━━━ DATA RECORDS
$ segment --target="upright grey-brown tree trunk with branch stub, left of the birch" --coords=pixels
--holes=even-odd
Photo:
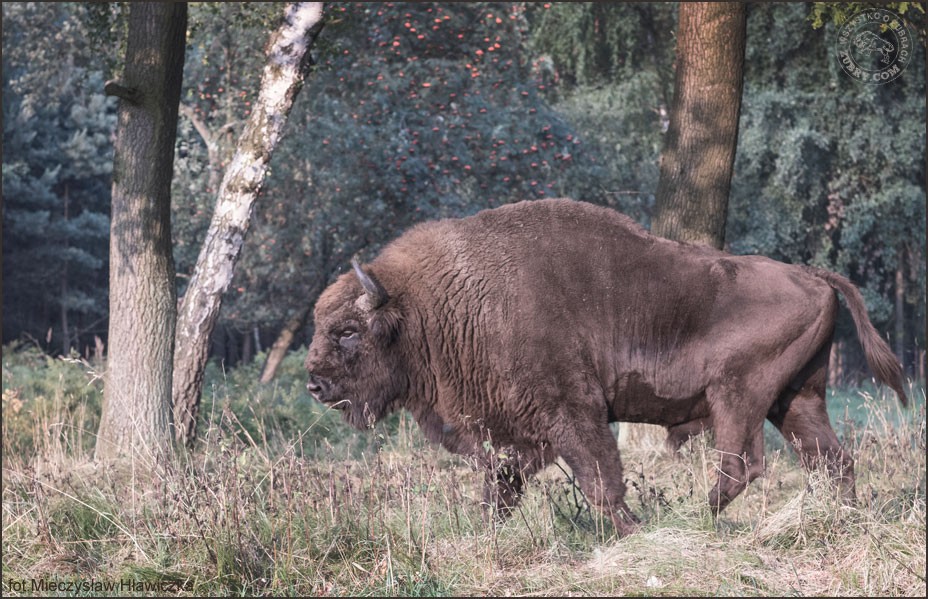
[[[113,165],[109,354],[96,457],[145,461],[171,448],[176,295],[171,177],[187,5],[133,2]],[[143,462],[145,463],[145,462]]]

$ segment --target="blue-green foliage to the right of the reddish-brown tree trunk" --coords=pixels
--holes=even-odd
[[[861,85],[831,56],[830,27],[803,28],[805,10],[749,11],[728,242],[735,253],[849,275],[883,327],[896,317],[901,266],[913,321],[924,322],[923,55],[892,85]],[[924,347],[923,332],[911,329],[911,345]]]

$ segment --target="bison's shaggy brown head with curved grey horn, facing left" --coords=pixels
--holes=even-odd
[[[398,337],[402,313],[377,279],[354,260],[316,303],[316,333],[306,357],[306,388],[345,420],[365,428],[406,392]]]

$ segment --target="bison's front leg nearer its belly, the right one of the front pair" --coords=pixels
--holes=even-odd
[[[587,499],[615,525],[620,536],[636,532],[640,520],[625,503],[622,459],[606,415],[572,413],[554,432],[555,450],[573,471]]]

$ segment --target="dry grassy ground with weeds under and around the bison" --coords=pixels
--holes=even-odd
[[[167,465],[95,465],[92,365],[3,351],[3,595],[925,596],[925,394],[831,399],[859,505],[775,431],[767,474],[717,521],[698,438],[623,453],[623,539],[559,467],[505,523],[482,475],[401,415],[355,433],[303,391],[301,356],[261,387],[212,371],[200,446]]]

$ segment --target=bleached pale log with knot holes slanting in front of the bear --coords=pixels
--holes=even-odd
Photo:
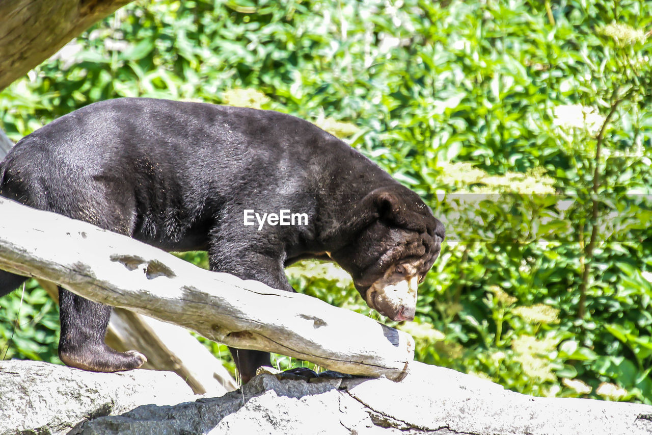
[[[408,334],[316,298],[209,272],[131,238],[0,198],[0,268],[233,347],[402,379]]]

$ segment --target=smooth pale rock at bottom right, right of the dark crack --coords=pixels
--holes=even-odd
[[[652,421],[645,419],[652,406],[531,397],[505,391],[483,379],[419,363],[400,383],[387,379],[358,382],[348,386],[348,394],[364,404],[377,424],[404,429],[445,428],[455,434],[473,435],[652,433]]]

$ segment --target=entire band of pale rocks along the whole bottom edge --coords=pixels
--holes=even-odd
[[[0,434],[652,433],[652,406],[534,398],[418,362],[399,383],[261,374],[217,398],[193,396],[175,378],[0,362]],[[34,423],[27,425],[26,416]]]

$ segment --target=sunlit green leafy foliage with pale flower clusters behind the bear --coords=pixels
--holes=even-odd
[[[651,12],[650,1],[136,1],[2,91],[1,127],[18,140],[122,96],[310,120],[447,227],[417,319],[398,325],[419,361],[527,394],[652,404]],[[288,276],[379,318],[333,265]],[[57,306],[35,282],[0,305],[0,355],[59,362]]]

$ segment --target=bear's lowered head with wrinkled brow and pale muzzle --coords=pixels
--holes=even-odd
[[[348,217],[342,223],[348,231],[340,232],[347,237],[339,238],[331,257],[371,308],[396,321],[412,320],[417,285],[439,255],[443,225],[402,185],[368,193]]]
━━━━━━
WORK REQUIRED: Write out every line in the data that holds the string "bear".

RESULT:
$ segment --target=bleached pale log with knot holes slanting in front of the bear --coords=pixels
$ segment --target=sunlit green leafy foliage with pale flower clusters behind the bear --coords=pixels
$ segment --target=bear's lowered head with wrinkled brow and pale muzzle --coords=pixels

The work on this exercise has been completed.